*Fragmento del texto*:
27 agosto 2016

Comentario al Evangelio de hoy

A la paz de Dios:

La iglesia recuerda hoy a la madre, Mónica, y mañana al hijo, Agustín. Y yo recuerdo su despedida en el puerto de Ostia.

De las Confesiones de san Agustín, obispo

Hablábamos, pues, los dos solos, muy dulcemente y, olvidando lo que queda atrás y lanzándonos hacia lo que veíamos por delante, nos preguntábamos ante la verdad presente, que eres tú, cómo sería la vida eterna de los santos, aquella que ni el ojo vio, ni el oído oyó, ni vino a la mente del hombre. Y abríamos la boca de nuestro corazón, ávidos de las corrientes de tu fuente, la fuente de vida que hay en ti. Tales cosas decía yo, aunque no de este modo ni con estas mismas palabras; sin embargo, tú sabes. Señor, que, cuando hablábamos aquel día de estas cosas, y mientras hablábamos íbamos encontrando despreciable este mundo con todos sus placeres, ella dijo:

«Hijo, por lo que a mí respecta, ya nada me deleita en esta vida. Qué es lo que hago aquí y por qué estoy aún aquí, lo ignoro, pues no espero ya nada de este mundo. Una sola cosa me hacía desear que mi vida se prolongara por un tiempo: el deseo de verte cristiano católico, antes de morir. Dios me lo ha concedido con creces, ya que te veo convertido en uno de sus siervos, habiendo renunciado a la felicidad terrena. ¿Qué hago ya en este mundo?»

No recuerdo muy bien lo que le respondí, pero al cabo de cinco días o poco más cayó en cama con fiebre. Y, estando así enferma, un día sufrió un colapso y perdió el sentido por un tiempo.

Después, viendo que estábamos aturdidos por la tristeza, nos dijo:

«Enterrad aquí a vuestra madre.»

*Consigna*:
Reanuda el pasaje sobre la despedida de Mónica y Agustín en Ostia a partir del punto en que se detiene. Las entradas son un material aparte, sin relación con el pasaje sobre la despedida de Mónica y Agustín en Ostia.

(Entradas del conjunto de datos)
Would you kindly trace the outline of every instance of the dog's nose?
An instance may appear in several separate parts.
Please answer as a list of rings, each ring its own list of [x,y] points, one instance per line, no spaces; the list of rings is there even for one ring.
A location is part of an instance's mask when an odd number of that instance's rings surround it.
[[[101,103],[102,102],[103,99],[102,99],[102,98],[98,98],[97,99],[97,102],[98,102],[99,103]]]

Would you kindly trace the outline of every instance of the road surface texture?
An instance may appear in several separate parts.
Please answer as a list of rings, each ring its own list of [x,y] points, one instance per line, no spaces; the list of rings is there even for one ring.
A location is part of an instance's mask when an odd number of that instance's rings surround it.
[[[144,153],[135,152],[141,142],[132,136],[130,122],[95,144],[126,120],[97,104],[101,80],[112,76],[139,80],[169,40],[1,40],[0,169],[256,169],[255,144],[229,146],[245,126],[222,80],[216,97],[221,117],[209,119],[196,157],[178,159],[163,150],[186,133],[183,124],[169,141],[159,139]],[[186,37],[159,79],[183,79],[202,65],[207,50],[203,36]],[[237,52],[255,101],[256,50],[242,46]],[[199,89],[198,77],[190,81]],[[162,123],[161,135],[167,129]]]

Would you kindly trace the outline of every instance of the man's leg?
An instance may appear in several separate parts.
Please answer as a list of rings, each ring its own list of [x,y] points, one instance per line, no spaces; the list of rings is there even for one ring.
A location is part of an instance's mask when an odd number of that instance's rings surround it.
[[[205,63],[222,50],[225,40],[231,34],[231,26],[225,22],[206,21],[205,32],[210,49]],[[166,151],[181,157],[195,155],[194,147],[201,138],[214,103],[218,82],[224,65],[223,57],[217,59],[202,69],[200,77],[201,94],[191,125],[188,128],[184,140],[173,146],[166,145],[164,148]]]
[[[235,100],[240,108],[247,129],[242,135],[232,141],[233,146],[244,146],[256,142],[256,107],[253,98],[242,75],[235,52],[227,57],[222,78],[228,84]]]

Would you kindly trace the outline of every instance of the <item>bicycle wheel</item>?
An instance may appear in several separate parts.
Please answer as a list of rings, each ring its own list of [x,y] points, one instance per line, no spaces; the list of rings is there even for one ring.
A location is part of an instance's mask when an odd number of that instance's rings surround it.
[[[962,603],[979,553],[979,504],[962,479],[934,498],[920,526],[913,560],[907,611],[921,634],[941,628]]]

*Solución del problema*:
Luego, dirigiéndose a ambos, añadió:

«Sepultad este cuerpo en cualquier lugar: esto no os ha de preocupar en absoluto; lo único que os pido es que os acordéis de mí ante el altar del Señor, en cualquier lugar donde estéis.»

Habiendo manifestado, con las palabras que pudo este pensamiento suyo, guardó silencio, e iba luchando con la enfermedad que se agravaba.

El hombre y el viaje. Y el reparto. Ahí tenéis vuestros talentos: cinco, dos, uno. Cada cual según su capacidad. Es bueno saber que no todos recibimos lo mismo. Cada uno de nosotros recibimos lo nuestro. Mirar más allá: no hablamos de dineros, ni de cualidades personales, hablamos de otra cosa.

El de cinco y el de dos se ponen a desarrollar esos talentos. Y vuelve el dueño: “y cuando vuelva el guardián del universo a pedir cuentas, devolveré el trigo a su dueño…” (canta el Último de la Fila). Curioso que a los dos personajes les repite literalmente las mismas palabras.

Es curioso: el de cinco y dos al devolver lo suyo reciben la misma felicitación con las mismas palabras. Una vez más: lo que importa no es lo que se recibe sino cómo se desarrolla.

Y ¡ay! El de uno: el del miedo, el de las excusas, el que todo le parece cuesta arriba… Llanto y rechinar de dientes.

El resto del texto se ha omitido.